■ TEXTO DE REFERÊNCIA:
------------------------------
A morte de 56 pessoas em um presídio de Manaus expôs mais uma vez falhas crônicas do sistema penitenciário brasileiro como a superlotação e a falta de segurança dentro dos presídios. Em resposta ao episódio, o presidente Michel Temer antecipou o anúncio do Plano Nacional de Segurança, na quinta-feira (5). No dia seguinte, outro massacre causou 33 mortes em uma penitenciária em Roraima.
A primeira manifestação pública de Temer sobre o assunto, três dias após o massacre, enfatizou que o governo vai construir mais cinco presídios de segurança máxima. A segunda ação mencionada foi a liberação de R$ 150 milhões para implantação de bloqueadores de sinal de celulares em presídios estaduais.
As medidas foram as destacadas por Temer dentro daquilo que o presidente classificou como “necessidade imperiosa” de a União atuar no sistema de segurança – hoje uma atribuição principalmente dos governos estaduais, como determina a Constituição.
Na avaliação de organizações e entidades que se dedicam ao estudo e avaliação de políticas de segurança pública, a resposta de Temer reforça uma característica das ações públicas para essa área nas últimas décadas: a criação de vagas em presídios e mais rigor no ordenamento jurídico.
Eixos de ação de um lado, realidade do outro
O governo federal não informou a previsão da entrega dos futuros presídios. Com eles, espera-se aumentar entre 1.000 e 1.250 o número de vagas disponíveis no sistema penitenciário. Além dessas unidades, há previsão da liberação de verbas para construção de presídios estaduais, com capacidade média de 1.000 lugares, o que resultaria em mais 30 mil vagas, aproximadamente.
O dado oficial mais recente calcula em 376.669 as vagas existentes, de acordo com o Levantamento Nacional de Informações Penitenciárias de 2014. Quantidade bastante inferior à população carcerária brasileira.
607.731
era o tamanho da população carcerária no Brasil em 2014, segundo o Levantamento Nacional de Informações Penitenciárias
Entre 2000 e 2014, o número de vagas quase triplicou no país, mas no mesmo período o déficit ficou 2,3 vezes maior. Ou seja, o aumento da capacidade dos presídios foi insuficiente para dar conta das exigências do sistema penitenciário. As novas vagas anunciadas, hoje, reduziriam em somente 13% o déficit.
231.062
era o déficit de vagas em presídios brasileiros em 2014, de acordo com o Levantamento Nacional de Informações Penitenciárias
No âmbito do Poder Legislativo, a maioria das proposições apresentadas por deputados e senadores, relacionadas à segurança pública, gira em torno de projetos que sugerem a tipificação de novos crimes ou o aumento de penas para crimes já existentes.
------------------------------
■ INFORMAÇÕES FORNECIDAS:
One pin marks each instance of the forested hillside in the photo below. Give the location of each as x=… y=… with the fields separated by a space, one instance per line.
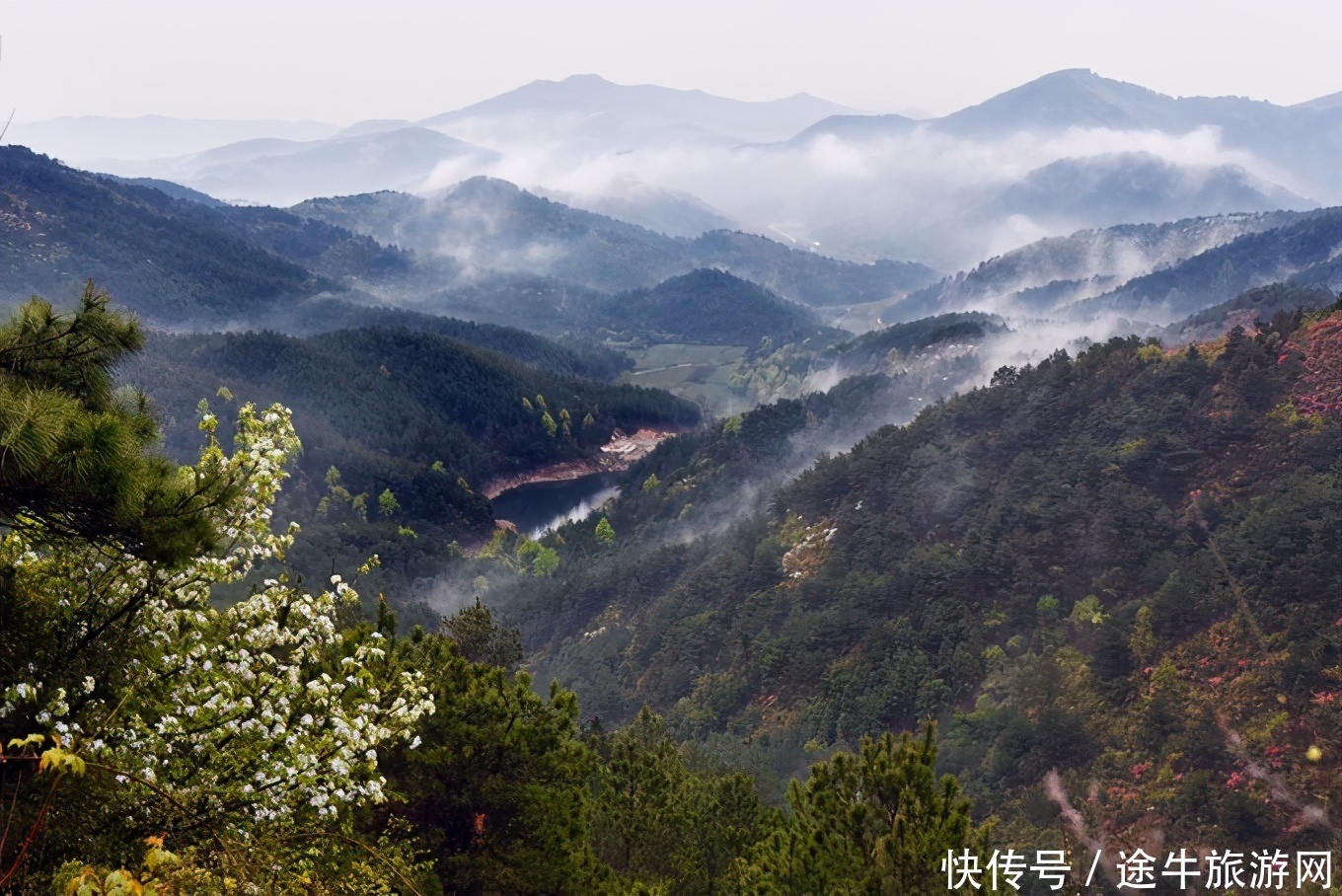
------------------------------
■ AÇÕES A REALIZAR:
a) Segundo o texto sobre o sistema penitenciário, quantos presídios de segurança máxima o governo federal vai construir?
b) Prossiga com o texto sobre o sistema penitenciário a partir do ponto em que ele termina.

■ RESPOSTAS ESPERADAS:
a) Mais cinco presídios de segurança máxima.

b)
A proporção consta em levantamento realizado pelo Instituto Sou da Paz, com base no trabalho de deputados e senadores em 2015. Como exemplos, o estudo lembra a discussão sobre projetos de lei para diminuir a maioridade penal de 18 para 16 anos ou para aumentar o tempo de internação de adolescentes autores de atos infracionais. As duas estão em tramitação, mas paralisadas atualmente.
No levantamento do Sou da Paz, entre os 731 projetos de lei relacionados à violência e/ou segurança na Câmara, 134 propuseram o aumento da pena e 131 criavam novos crimes. Entre os 18 projetos que entraram em vigor, 25% tratam de endurecimento das penas.
Ações têm efeito paliativo
Medidas como aquelas, na avaliação do instituto, tendem a prender mais e a manter os presos por mais tempo reclusos. Como resultado, aumenta-se a população carcerária, sem que o sistema tenha condições de absorvê-la.
“É consenso no Brasil que prendemos muito e prendemos mal. Transferir lideranças [de facções criminosas] e prometer construir presídios são medida paliativas e que não atacam o problema”, avaliam Bruno Langeani e Felippe Angeli, representantes do Sou da Paz, em entrevista ao Nexo. Para eles, políticas mais eficientes devem articular também ações jurídicas e de prevenção, como atividades em regiões de vulnerabilidade social.
Ao se manifestar sobre o massacre de Manaus, a ONU (Organização das Nações Unidas) classificou a superlotação das penitenciárias brasileiras como “endêmica”, apesar dos investimentos públicos para aumentar a capacidade das unidades.
Para a ONU, parte da solução está também em reduzir a população carcerária. Algo que vai em sentido contrário, por exemplo, à proposição e à sanção de leis nesta área nos anos passados.
“Fica claro que, na opinião dos parlamentares, a segurança pública deve ser tratada na dimensão eminentemente penal. (…) Ao tornar a prisão como principal resposta para a violência e insegurança, temos negligenciado fatores importantes como a melhoria da investigação policial, a integração social de grupos populacionais mais suscetíveis à violência e a eficiência do sistema de justiça criminal."
Instituto Sou da Paz – Relatório do estudo "Papel do Legislativo na Segurança Pública"
Mais inteligência e alternativas à prisão
Na avaliação de Langeani e Angeli, do Sou da Paz, tanto o governo federal quanto os parlamentares poderiam dedicar esforços a medidas que não tenham como resultado único a prisão.
“Quem está na cadeia, um dia vai sair. É do interesse da sociedade que ele não saia em dívida com uma facção criminosa ou psicopatizado pela crueldade das condições que o Estado oferece”, afirmam eles.
A criação de mais vagas em penitenciárias é necessária. No entanto, ela será inócua se não for articulada a outras ações no curto prazo que, por exemplo, reduzam a população carcerária e melhorem as condições de cumprimento de pena para quem efetivamente deve estar preso.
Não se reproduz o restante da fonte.